TASKS >>
A. In the doomsday clock excerpt, in what year did the nuclear scientists first set their clock, and how far from midnight were its hands?
B. In the doomsday clock excerpt, rewrite the part from "John Hagee, pastor" up to and including "nuclear arms risk.", putting "Cornerstone Chapel" in place of "Cornerstone Church".
C. Carry on the doomsday clock excerpt about Rapture belief, starting after its final sentence.

PAGE EXCERPT >>
○ ○ ○ ○ ○

John Hagee, pastor of the 15,000-member Cornerstone Church in San Antonio, borrows his particular doomsday clock from the Bulletin of the Atomic Scientists, an effort on the part of nuclear scientists to alert the world to the danger of nuclear annihilation. In 1947, these scientists initially set the hands of the clock at seven minutes to midnight. They periodically moved the hands closer or further from midnight depending on their evaluation of the global nuclear arms risk.

"God has a similar clock, my friend, and its hands never move backward," writes Hagee in the introduction to his book Daniel to Doomsday: The Countdown Has Begun. "Doomsday-the stroke of midnight-is coming." But note the crucial difference between Hagee's prophetic doomsday clock and that of the scientists. The nuclear scientists developed their clock to alert the world to our perilous situation so that the hands will never reach midnight. The scientists are trying to keep us from destroying the world.

Not Hagee. For him and other Rapture proponents the stroke of midnight on the doomsday clock is inevitable and even welcome. God plans to destroy the earth and there is nothing we can do to stop it. The countdown to the end is already under way. Each chapter of Hagee's book advances the clock one minute closer to midnight, culminating in the final chapter, entitled "Midnight: Doomsday at the Great White Throne," when the world comes to an end.

The Rapture is the reason Hagee and so many others revel in the prospect of destruction for the earth; the Rapture will be their "great escape" from earth. As Hagee boasts about the Rapture, "Believers in Christ will escape doomsday! Mark it down, take it to heart, and comfort one another with these words. Doomsday is coming for the earth, for nations, and for individuals, but those who have trusted in Jesus will not be present on earth to witness the dire time of tribulation."

Similarly, Hal Lindsey writes, "Although I grieve over the lost world that is headed toward catastrophe, the hope of the Rapture keeps me from despair in the midst of ever-worsening world conditions." He and other proponents of the Rapture are confident that Jesus will come to snatch or "Rapture" them up to heaven before unleashing a seven-year period of global tribulation and terrible destruction on the earth. Lindsey interprets Revelation's reference to "those who dwell in heaven" in chapter 12 of Revelation as proof that he and other Christians will not be found on earth during the woes and tribulation but rather will be part of "another special group called 'those who dwell in heaven.'" Only non-Christians will suffer the fate of being "left behind" on earth.

○ ○ ○ ○ ○

RECORDED DATA >>
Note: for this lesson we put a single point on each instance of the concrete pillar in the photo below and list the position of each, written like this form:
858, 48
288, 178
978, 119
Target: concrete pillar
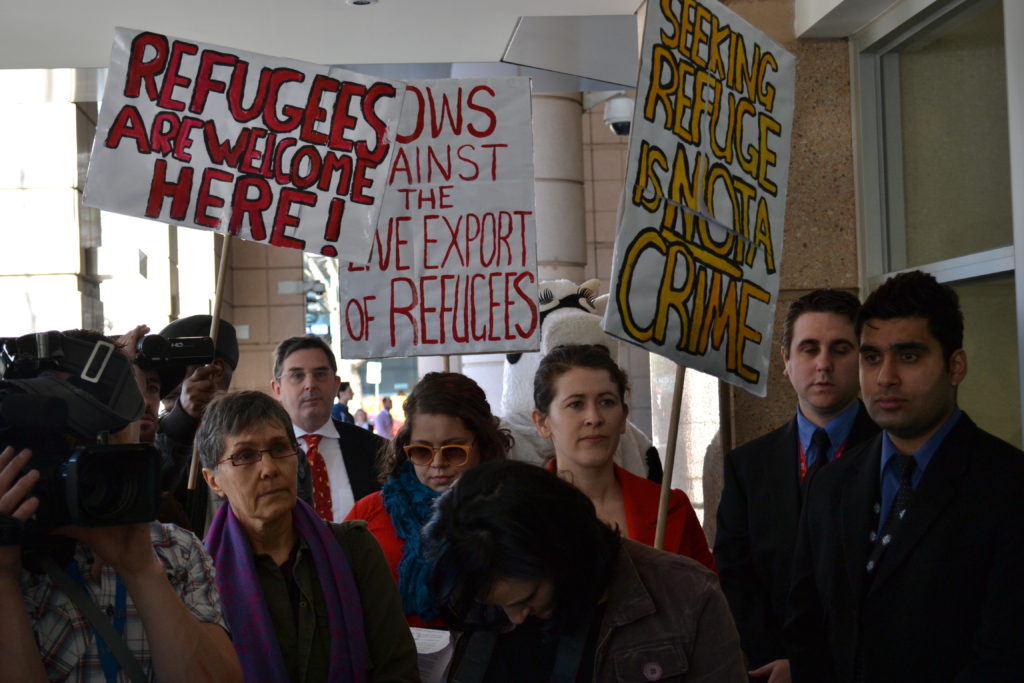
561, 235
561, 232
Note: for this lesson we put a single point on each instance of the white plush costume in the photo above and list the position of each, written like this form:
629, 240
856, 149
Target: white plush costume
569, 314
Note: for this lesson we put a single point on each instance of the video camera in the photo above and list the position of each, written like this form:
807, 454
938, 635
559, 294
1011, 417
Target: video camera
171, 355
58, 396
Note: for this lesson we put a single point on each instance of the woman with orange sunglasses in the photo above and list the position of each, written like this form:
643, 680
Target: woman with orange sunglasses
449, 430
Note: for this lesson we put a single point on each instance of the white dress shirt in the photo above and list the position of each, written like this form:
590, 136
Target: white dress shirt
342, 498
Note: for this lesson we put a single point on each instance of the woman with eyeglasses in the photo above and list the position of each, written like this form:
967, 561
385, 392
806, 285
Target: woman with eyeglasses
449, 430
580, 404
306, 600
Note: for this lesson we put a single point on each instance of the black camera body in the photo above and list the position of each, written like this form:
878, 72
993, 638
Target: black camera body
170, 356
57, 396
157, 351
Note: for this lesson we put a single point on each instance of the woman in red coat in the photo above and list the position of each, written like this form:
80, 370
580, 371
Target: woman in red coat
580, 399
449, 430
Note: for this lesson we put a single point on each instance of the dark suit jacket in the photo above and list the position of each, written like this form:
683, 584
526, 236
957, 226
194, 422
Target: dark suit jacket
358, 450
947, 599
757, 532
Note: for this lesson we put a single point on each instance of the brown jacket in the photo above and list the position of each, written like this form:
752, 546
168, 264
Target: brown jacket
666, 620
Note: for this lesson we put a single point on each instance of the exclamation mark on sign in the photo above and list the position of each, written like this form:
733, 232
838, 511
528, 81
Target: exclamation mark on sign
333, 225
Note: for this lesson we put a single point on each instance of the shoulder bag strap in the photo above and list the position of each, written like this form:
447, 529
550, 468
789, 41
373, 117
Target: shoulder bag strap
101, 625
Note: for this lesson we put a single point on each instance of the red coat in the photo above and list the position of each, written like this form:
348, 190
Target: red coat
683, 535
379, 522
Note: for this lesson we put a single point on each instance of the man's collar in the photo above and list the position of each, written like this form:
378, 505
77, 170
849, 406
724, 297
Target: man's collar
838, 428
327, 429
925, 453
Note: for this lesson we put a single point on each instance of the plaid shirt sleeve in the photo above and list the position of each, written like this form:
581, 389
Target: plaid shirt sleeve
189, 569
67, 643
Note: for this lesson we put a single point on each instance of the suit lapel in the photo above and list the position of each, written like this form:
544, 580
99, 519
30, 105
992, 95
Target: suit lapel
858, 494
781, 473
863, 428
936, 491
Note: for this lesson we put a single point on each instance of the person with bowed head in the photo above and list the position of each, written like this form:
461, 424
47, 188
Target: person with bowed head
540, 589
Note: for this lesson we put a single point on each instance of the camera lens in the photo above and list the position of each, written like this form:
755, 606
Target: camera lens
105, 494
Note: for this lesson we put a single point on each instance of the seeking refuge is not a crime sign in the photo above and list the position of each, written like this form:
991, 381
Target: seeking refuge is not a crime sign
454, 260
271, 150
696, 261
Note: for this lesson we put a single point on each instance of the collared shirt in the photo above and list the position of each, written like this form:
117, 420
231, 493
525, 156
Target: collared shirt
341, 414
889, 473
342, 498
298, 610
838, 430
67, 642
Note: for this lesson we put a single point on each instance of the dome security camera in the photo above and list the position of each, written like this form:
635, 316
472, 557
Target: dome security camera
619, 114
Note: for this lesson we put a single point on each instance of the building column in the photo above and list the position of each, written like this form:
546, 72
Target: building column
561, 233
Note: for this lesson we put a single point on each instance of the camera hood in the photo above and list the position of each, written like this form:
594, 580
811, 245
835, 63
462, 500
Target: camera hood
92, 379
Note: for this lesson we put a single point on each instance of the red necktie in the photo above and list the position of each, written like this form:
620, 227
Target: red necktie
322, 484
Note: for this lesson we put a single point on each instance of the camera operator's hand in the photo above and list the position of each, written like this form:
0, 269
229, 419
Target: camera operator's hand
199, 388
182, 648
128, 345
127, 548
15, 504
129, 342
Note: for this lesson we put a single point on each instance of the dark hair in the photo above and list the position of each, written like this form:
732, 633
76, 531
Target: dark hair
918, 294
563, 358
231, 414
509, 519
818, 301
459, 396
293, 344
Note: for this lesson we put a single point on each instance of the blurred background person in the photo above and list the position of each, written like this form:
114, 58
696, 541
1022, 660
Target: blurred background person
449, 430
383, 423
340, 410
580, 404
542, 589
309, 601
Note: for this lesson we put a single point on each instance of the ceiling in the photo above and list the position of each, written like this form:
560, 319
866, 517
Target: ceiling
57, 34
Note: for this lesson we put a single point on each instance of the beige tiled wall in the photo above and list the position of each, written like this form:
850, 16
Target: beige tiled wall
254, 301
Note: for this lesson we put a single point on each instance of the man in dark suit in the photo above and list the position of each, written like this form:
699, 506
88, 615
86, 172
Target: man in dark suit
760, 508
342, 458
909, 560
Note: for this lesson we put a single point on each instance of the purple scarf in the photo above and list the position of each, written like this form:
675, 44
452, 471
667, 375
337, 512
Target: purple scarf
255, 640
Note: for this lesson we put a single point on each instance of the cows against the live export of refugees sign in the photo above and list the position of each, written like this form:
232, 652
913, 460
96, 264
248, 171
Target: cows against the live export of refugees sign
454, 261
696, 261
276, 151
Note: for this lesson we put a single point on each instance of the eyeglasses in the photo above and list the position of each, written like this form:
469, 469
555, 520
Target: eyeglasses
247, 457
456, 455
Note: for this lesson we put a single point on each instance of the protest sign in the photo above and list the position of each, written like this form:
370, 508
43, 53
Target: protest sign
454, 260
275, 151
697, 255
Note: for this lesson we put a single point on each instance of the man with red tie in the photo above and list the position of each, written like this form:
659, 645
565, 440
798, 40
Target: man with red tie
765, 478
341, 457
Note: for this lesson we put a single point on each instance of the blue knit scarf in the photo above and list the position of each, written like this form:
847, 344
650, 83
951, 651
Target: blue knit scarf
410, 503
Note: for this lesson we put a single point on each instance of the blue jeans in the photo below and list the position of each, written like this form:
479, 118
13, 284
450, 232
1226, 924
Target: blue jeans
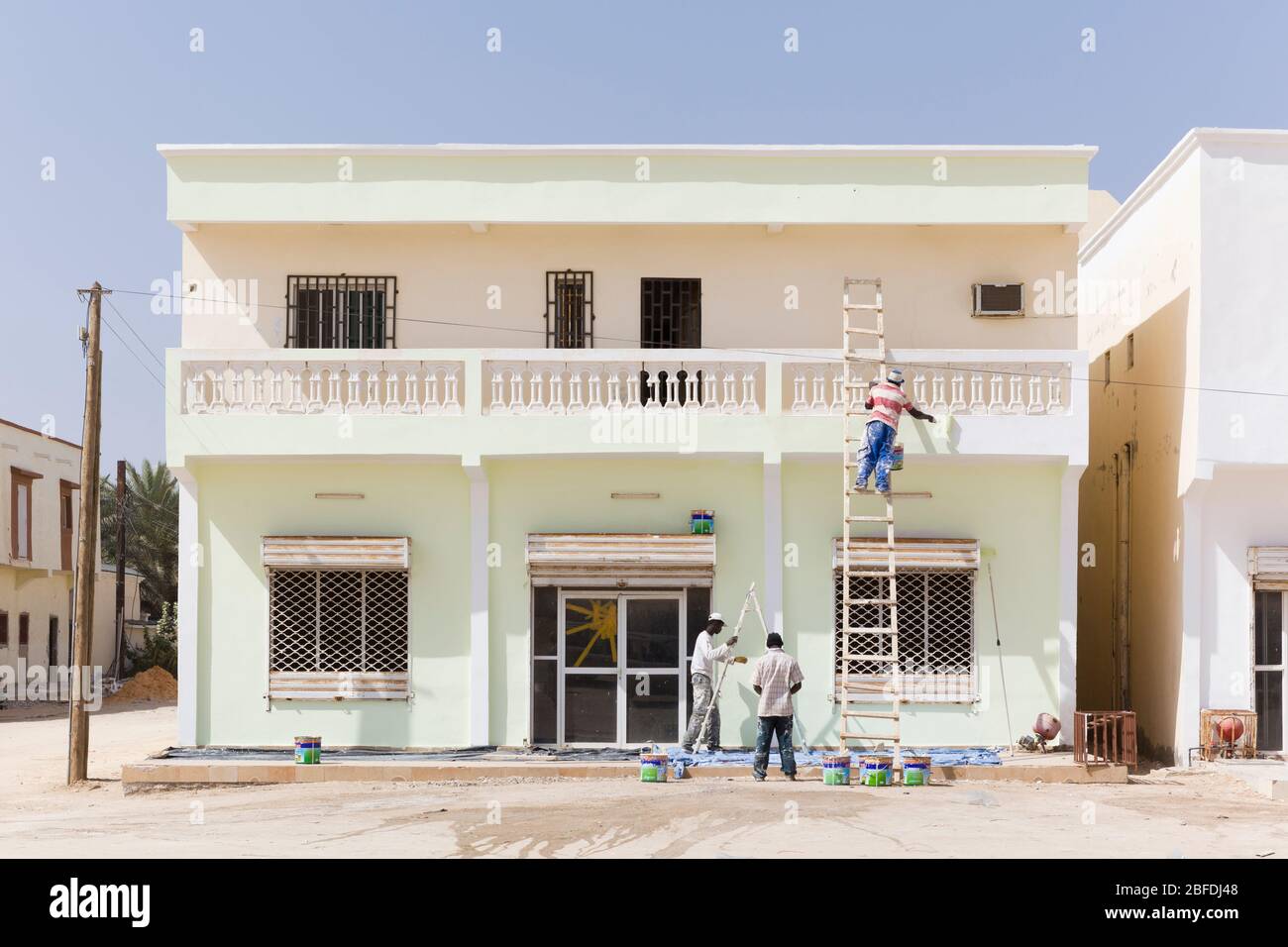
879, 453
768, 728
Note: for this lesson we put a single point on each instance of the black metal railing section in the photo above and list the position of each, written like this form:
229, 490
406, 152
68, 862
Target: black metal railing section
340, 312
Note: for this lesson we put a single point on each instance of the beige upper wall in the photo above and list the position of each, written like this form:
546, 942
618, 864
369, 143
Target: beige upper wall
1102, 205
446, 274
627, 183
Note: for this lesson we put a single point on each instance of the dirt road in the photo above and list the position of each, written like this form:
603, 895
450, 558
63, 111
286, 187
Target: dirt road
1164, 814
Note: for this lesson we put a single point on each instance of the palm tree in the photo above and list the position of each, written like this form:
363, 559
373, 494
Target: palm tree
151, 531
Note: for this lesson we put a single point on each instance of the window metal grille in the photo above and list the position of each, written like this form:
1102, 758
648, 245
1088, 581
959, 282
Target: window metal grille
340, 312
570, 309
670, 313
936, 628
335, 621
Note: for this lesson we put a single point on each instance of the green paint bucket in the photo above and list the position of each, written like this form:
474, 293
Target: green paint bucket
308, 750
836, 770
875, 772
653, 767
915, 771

○ ○ ○ ○ ○

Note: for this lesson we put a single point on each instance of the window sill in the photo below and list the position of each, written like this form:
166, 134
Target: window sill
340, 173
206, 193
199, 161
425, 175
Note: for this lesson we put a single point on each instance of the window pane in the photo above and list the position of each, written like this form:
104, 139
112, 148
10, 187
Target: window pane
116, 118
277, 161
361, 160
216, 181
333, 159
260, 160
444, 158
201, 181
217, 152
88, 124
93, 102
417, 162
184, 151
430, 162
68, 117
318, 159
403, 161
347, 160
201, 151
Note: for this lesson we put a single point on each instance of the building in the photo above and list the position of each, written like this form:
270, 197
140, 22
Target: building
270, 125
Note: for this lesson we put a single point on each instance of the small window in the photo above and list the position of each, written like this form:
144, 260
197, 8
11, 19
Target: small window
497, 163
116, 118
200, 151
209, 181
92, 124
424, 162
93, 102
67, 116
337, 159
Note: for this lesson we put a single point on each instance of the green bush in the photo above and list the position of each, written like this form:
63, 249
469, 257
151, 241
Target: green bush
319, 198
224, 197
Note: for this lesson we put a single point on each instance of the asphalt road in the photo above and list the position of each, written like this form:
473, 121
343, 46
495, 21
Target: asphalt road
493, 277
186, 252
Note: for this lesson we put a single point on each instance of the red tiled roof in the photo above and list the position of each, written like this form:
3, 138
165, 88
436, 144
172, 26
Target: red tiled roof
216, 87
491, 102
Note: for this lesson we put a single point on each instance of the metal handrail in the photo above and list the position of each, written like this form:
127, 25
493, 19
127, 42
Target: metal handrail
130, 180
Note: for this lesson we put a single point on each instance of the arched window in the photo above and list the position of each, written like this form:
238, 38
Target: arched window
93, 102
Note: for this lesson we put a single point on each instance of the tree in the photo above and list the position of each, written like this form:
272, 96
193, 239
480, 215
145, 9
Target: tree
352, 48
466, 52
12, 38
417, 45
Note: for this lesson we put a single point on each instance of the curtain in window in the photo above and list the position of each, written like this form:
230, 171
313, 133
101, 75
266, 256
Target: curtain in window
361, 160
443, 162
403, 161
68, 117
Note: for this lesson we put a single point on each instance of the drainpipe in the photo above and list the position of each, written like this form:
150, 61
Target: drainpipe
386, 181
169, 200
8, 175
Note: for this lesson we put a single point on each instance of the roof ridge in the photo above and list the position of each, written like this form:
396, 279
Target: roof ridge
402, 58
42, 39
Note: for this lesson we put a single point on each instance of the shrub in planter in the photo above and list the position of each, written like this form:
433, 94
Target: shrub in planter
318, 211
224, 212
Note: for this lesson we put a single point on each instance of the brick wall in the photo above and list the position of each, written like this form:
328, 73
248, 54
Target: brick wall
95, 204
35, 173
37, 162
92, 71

○ ○ ○ ○ ○

RESPONSES TO THE EXERCISE >>
A. In 1947, at seven minutes to midnight.

B.
John Hagee, pastor of the 15,000-member Cornerstone Chapel in San Antonio, borrows his particular doomsday clock from the Bulletin of the Atomic Scientists, an effort on the part of nuclear scientists to alert the world to the danger of nuclear annihilation. In 1947, these scientists initially set the hands of the clock at seven minutes to midnight. They periodically moved the hands closer or further from midnight depending on their evaluation of the global nuclear arms risk.

C.
In the summer of 2003 Ted Turner and Public Broadcasting System sponsored an eight-hour special "Avoiding Armageddon," warning of nuclear and chemical weapons proliferation and urging the world's leaders to take steps to curb the danger. The next week, in reviewing the week's news through her end-times lenses, a breathless Rexella Van Impe asked her husband on their fundamentalist Christian cable television show, "Jack, Ted Turner thinks Armageddon can be avoided. Is he right?" No, Armageddon cannot be avoided, was Jack Van Impe's enthusiastic reply to viewers. Van Impe is the author of The Great Escape: Preparing for the Rapture, the Next Event on God's Prophetic Clock and other books on the Rapture and the Middle East. Like Hagee and Lindsey, he is confident that God will destroy the earth and also that he and Rexella will be raptured up to heaven before it all happens.

Rapture and Armageddon scenarios tap into Americans' love for disaster films and survivalist plot lines. Readers of end-times novels readily envision themselves among the select few who will escape planetary disaster. Like the remnant who survive an attack on the planet by alien creatures in the 1996 film Independence Day, or the couple who survey the devastation of New York City after the tidal wave caused by the impact from a comet in the movie Deep Impact, or survivors in the 1998 thriller Armageddon, readers of these scripts place themselves in the role of the elite individual heroes who will survive Armageddon or other disasters while the rest of the planet perishes. Even once-jailed televangelist Jim Bakker has now disavowed his previous pre-Tribulation Rapture theology as escapist, calling it a racket that preached a false gospel of prosperity-combined with the promise of escape from any consequences.

Christ will return, on that the Rapture proponents and I agree. I pray for it each time I pray "Thy kingdom come" in the Lord's Prayer-a prayer that is never once prayed in the twelve Left Behind novels. Jesus taught an urgency about his kingdom in this prayer that is still very much alive for Christians today.

But we completely disagree on what that urgency means for the world and for our life today. We differ, first of all, on our views of God-whether our God is a God whose will is to destroy the world. Second, we differ on whether Christians are to embrace an escapist ethics, as Rapture proponents argue, or are to urgently love and care for the world in anticipation of Christ's return, as I advocate. These differences in ethics will be crucial for our future.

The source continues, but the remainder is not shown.